*** Entries supplied ***

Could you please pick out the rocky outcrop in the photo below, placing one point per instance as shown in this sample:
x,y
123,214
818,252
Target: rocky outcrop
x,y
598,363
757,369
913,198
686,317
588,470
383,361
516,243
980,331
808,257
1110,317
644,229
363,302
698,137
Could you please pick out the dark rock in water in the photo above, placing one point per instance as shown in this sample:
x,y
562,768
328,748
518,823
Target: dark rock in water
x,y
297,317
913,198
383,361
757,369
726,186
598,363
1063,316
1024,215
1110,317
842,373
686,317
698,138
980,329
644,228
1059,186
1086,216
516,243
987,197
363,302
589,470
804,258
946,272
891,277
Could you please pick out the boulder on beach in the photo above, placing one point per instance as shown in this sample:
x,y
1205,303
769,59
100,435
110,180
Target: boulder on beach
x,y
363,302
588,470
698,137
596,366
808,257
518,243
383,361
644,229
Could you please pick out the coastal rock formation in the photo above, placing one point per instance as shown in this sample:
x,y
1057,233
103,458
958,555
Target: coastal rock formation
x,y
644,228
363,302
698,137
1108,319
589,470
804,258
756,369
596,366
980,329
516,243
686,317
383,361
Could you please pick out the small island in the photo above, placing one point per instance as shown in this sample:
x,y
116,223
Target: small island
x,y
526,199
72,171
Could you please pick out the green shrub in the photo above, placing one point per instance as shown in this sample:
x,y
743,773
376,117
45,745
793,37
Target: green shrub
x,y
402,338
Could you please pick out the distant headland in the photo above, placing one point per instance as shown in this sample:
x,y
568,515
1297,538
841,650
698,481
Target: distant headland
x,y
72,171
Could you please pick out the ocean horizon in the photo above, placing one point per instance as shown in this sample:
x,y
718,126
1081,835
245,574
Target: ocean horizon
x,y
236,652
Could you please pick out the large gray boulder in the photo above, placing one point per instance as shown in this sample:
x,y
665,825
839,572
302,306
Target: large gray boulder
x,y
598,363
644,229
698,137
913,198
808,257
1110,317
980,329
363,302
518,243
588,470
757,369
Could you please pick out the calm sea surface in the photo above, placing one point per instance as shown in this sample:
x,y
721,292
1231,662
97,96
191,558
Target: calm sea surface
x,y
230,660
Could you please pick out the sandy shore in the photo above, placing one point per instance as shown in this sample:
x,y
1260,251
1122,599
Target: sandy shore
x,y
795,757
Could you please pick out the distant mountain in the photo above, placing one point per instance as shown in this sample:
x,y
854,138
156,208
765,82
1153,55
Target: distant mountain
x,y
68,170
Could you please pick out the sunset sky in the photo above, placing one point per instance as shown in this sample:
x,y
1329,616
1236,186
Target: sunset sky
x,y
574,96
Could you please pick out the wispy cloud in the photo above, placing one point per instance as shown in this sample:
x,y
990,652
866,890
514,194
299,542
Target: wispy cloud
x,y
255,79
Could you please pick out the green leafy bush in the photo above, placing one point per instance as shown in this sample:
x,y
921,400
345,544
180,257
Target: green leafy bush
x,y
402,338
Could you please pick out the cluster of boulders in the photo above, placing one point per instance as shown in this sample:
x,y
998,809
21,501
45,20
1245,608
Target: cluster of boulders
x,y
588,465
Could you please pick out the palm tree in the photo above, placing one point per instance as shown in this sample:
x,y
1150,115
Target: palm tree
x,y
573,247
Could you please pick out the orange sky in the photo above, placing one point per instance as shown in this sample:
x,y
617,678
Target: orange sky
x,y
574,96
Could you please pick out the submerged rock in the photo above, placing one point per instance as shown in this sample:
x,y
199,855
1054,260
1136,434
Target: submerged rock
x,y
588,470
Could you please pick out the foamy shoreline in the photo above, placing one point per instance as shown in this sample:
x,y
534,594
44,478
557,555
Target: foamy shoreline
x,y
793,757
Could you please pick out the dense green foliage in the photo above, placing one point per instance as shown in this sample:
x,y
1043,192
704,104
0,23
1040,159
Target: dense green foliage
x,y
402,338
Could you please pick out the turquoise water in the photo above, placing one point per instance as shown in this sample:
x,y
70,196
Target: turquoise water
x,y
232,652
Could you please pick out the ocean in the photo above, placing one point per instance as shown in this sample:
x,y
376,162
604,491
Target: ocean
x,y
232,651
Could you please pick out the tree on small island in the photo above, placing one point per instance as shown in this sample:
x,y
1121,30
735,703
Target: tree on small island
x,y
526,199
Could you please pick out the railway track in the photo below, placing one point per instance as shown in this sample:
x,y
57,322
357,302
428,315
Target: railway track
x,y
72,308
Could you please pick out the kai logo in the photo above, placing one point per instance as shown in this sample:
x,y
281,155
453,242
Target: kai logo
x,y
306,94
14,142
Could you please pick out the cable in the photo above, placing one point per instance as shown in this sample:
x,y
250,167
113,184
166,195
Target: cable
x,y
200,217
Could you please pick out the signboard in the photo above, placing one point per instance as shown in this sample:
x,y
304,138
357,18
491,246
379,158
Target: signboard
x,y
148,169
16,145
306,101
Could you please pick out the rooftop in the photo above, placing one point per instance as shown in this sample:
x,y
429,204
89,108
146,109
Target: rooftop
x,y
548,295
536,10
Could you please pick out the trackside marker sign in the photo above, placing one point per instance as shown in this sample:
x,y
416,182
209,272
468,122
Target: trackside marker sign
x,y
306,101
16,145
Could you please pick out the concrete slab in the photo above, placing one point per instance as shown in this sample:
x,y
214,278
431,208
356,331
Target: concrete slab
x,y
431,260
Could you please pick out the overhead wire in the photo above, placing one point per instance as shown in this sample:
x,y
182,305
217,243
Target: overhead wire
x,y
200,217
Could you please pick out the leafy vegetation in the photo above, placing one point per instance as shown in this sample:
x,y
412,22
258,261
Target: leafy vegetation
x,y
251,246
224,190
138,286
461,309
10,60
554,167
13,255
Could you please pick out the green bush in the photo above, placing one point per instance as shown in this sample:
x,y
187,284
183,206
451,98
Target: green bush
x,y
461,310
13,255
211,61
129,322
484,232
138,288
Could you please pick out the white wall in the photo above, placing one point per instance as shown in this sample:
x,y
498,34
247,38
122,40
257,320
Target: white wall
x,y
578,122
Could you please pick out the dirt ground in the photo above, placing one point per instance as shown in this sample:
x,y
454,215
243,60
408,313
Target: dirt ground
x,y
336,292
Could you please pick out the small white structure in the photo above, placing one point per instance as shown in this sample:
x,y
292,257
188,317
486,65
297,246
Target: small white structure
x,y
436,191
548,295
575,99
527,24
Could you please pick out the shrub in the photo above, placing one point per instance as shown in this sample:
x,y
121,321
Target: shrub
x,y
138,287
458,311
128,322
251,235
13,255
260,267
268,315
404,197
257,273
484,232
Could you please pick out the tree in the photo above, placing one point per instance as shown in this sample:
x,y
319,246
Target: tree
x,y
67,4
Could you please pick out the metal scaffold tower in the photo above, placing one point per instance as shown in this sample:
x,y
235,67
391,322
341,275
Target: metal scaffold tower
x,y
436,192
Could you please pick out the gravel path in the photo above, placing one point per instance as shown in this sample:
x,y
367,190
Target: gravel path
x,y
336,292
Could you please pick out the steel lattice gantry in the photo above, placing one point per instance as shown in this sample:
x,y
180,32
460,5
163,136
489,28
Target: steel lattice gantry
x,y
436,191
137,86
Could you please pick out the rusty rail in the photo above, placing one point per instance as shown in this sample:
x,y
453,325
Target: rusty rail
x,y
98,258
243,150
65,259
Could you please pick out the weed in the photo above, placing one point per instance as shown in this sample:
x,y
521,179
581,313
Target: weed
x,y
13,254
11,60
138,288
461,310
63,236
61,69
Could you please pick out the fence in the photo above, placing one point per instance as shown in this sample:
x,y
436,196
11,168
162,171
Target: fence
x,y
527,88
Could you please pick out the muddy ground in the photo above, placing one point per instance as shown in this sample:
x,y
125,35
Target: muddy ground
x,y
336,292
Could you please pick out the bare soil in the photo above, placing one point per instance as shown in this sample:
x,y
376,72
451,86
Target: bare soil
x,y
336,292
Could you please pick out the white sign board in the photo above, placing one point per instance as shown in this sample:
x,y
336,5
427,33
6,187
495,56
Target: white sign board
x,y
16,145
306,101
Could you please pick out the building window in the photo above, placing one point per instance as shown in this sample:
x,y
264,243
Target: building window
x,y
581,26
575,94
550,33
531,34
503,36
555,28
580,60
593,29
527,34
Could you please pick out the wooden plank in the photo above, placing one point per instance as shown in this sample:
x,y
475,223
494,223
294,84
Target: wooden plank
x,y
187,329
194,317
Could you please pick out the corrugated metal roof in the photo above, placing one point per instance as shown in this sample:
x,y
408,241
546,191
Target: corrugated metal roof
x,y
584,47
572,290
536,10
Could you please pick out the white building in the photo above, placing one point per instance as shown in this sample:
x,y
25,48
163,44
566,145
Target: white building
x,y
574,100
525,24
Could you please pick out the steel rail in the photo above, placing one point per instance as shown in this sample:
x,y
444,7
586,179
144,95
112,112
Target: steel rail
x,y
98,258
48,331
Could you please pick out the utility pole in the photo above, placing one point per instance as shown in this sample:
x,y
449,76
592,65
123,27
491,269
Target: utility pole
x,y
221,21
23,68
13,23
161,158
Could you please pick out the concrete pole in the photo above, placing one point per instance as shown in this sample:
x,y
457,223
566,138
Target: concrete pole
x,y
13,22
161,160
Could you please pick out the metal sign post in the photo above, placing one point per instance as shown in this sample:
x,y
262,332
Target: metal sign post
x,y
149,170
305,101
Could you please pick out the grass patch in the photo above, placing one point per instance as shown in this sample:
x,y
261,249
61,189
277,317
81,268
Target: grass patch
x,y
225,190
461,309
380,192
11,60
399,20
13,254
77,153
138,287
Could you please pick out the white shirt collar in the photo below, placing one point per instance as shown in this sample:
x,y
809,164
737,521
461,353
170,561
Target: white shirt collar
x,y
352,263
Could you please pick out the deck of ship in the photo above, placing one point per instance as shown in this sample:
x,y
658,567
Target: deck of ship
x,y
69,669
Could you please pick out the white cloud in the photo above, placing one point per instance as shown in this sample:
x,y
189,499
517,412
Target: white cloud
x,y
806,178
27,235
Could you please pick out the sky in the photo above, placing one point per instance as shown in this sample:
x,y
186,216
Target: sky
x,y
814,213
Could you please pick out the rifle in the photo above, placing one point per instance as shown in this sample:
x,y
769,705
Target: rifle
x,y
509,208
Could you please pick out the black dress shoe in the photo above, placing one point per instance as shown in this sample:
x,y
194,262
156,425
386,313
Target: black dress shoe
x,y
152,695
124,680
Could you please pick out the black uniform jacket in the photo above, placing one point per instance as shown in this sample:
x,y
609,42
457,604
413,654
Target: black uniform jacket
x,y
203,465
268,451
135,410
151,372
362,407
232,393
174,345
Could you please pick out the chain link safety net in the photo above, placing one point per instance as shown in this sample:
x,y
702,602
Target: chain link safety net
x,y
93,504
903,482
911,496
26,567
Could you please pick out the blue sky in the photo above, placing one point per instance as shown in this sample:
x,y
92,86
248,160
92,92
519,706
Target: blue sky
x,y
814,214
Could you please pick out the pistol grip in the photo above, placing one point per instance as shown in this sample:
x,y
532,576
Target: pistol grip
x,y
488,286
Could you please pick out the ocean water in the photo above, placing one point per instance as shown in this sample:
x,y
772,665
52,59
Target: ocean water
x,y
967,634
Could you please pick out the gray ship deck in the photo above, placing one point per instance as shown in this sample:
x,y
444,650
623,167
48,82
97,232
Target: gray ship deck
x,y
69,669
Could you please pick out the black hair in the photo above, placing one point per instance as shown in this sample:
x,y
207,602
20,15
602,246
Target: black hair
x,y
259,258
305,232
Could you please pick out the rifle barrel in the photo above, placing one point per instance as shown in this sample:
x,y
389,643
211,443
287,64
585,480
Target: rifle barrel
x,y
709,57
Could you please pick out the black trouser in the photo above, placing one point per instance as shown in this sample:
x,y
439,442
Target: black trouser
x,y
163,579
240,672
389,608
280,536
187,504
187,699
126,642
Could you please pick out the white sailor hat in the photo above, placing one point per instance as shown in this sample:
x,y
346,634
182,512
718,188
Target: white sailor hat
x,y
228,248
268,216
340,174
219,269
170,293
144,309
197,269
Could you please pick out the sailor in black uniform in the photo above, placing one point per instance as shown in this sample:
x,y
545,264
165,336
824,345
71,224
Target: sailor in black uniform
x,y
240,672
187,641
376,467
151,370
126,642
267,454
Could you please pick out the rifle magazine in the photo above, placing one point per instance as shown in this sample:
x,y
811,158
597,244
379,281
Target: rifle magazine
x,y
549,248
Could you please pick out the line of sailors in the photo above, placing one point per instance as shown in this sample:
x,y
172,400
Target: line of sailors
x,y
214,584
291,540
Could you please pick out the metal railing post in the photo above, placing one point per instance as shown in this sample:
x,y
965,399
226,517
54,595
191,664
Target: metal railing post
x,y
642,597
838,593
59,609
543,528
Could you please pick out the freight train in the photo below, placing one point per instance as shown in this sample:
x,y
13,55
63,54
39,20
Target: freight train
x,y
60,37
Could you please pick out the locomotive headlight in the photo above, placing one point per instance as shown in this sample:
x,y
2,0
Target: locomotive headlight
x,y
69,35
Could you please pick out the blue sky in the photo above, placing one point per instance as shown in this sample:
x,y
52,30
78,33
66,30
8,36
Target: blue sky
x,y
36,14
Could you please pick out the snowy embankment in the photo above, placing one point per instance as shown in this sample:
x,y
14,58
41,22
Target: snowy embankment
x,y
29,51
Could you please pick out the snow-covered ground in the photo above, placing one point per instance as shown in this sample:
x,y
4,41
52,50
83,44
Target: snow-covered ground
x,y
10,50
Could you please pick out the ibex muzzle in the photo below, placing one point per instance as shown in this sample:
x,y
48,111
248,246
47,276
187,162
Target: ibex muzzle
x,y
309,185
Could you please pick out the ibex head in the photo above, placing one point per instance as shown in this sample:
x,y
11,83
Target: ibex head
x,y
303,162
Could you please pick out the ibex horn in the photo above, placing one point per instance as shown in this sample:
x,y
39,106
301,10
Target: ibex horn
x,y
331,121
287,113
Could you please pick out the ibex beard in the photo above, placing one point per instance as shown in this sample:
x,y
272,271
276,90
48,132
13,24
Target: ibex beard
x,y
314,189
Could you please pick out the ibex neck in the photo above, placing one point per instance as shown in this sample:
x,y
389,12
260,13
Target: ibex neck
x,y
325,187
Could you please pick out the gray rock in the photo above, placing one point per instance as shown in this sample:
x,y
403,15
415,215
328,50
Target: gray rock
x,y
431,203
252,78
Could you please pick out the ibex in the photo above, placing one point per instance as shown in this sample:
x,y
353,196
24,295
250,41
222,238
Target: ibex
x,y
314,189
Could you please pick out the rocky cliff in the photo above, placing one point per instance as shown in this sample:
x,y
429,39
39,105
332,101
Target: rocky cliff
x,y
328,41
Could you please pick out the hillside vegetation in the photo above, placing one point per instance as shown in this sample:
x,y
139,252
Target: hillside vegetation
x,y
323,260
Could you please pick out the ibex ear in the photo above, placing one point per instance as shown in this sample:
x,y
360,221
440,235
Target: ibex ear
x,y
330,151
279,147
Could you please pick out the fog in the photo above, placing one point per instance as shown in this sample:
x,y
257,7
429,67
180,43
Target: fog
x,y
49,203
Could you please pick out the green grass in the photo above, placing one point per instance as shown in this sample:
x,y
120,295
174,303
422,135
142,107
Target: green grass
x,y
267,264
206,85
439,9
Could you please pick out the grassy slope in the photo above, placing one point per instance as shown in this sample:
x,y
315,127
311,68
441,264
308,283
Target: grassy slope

***

== Work item ==
Looking through the listing above, state how many of its lines contain the string "below". Write only the number.

== Answer box ==
5